AIM OF THE TASK>
In the entries below, find each line with the string "nightstand" and copy it.

Records from a dataset:
════════════════════
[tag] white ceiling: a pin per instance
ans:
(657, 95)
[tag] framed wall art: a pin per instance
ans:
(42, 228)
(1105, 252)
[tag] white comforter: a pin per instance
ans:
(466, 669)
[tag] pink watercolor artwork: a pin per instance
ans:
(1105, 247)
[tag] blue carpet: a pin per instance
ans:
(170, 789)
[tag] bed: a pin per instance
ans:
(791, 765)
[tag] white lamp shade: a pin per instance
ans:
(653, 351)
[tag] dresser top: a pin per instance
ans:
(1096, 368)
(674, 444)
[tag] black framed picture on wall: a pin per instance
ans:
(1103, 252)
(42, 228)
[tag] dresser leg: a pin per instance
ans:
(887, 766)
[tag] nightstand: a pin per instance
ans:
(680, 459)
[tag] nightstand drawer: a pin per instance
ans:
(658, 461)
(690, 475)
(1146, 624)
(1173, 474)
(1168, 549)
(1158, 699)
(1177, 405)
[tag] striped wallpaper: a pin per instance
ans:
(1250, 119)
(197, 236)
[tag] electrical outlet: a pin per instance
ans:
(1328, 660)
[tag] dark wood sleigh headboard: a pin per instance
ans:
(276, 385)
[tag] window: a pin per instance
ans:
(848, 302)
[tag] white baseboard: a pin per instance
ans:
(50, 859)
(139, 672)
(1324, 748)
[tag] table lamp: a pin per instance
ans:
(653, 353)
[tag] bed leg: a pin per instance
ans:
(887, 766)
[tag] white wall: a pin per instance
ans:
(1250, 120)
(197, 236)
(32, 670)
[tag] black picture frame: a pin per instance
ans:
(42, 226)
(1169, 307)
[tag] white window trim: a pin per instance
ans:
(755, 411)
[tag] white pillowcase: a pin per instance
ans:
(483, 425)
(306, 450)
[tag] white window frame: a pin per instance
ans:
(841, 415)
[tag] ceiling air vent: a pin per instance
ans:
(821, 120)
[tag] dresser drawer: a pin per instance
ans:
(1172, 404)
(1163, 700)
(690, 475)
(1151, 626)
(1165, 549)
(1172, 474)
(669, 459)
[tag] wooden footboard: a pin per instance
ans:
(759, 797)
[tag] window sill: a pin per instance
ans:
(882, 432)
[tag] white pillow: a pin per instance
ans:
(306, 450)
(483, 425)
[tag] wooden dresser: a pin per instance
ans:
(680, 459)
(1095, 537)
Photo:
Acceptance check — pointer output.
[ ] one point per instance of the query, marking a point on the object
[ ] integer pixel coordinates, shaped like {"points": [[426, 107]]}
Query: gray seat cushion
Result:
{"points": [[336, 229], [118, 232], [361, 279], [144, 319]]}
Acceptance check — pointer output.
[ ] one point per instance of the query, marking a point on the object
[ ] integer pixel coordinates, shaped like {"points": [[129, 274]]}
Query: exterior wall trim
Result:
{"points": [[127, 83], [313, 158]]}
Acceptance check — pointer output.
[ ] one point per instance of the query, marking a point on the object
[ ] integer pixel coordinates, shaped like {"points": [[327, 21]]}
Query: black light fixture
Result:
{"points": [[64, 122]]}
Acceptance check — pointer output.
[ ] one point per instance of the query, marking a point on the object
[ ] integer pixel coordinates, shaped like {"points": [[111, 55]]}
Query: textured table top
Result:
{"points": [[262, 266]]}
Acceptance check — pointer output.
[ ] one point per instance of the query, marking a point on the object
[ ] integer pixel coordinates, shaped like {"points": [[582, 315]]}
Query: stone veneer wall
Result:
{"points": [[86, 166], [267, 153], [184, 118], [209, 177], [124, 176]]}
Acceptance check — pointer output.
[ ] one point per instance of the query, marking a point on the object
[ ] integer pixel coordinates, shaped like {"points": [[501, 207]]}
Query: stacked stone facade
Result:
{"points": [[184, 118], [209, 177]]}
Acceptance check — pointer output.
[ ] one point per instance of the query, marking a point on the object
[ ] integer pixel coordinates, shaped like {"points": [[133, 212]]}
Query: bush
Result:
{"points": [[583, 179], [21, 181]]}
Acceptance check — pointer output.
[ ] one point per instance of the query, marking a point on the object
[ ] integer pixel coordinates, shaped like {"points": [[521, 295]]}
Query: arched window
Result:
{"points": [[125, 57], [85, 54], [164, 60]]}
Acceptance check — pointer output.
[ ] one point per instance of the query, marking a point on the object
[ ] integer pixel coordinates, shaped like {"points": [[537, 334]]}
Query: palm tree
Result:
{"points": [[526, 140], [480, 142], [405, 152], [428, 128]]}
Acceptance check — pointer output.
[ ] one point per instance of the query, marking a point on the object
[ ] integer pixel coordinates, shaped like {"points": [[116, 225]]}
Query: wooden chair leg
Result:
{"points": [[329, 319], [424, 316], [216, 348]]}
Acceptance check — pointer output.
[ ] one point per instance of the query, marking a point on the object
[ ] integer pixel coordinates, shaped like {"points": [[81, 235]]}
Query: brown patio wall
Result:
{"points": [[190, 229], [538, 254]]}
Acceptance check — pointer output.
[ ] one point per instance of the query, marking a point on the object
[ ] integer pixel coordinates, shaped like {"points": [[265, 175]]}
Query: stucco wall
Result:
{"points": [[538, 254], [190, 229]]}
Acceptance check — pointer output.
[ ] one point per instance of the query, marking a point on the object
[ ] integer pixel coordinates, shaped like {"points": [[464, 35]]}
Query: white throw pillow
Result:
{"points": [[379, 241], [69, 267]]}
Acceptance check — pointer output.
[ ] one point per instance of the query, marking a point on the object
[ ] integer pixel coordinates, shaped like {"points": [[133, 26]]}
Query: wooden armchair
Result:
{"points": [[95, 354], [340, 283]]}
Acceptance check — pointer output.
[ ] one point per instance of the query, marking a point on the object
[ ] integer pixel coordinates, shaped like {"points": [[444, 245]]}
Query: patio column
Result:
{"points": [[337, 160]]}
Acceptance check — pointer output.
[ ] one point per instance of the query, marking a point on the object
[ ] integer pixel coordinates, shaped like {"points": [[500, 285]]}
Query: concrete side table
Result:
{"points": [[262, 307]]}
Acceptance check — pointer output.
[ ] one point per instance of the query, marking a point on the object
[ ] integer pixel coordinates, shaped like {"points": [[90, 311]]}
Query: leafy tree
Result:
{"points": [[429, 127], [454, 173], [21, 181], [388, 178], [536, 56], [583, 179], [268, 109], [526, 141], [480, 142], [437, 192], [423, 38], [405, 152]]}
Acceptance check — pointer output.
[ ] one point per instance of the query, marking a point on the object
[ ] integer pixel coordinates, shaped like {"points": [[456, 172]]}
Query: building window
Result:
════════════════════
OUTPUT BELOW>
[tag] nightstand: a pin per instance
[tag] nightstand drawer: a pin per instance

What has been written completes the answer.